-- Records shown follows --

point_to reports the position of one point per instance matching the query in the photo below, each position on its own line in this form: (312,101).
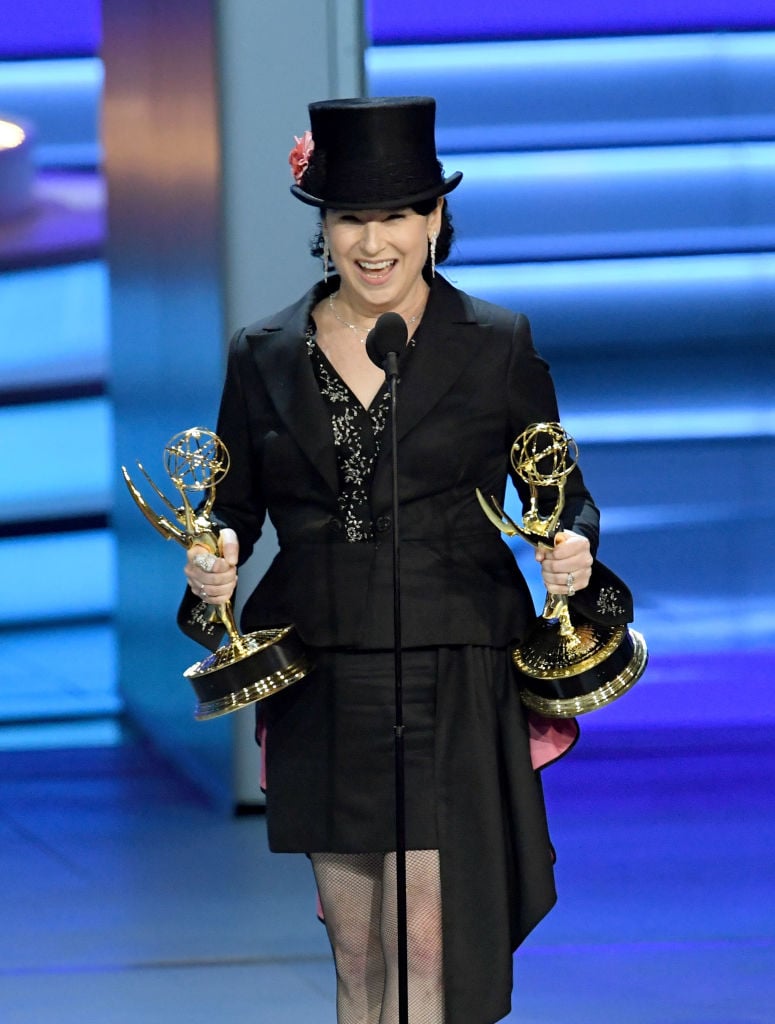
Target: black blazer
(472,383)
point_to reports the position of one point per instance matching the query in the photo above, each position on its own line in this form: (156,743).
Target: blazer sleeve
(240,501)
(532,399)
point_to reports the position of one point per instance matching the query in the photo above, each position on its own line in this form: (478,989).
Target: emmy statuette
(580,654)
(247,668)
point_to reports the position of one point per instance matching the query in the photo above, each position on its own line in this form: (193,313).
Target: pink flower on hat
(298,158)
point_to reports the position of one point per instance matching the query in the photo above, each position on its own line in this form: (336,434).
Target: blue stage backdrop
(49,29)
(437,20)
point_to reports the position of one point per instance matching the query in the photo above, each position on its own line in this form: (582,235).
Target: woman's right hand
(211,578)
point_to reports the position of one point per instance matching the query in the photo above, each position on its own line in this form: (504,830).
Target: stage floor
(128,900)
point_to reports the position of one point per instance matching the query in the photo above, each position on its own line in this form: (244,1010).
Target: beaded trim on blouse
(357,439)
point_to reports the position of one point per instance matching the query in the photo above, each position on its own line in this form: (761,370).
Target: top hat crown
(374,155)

-- Records shown concluded --

§ **Exercise aim**
Everything from the line containing "this form: (244,1010)." to the end of the records must be written out exactly; include both of those lines and no others.

§ **Finished task**
point_to reports the position of one point per instance matching the query in the photo above, each position on its own line in this form: (244,1010).
Target: beaded trim on blouse
(357,439)
point_to reports the position of one point per instance matching the query in the photo above, each position on its own line in this form: (761,370).
Target: top hat crown
(374,155)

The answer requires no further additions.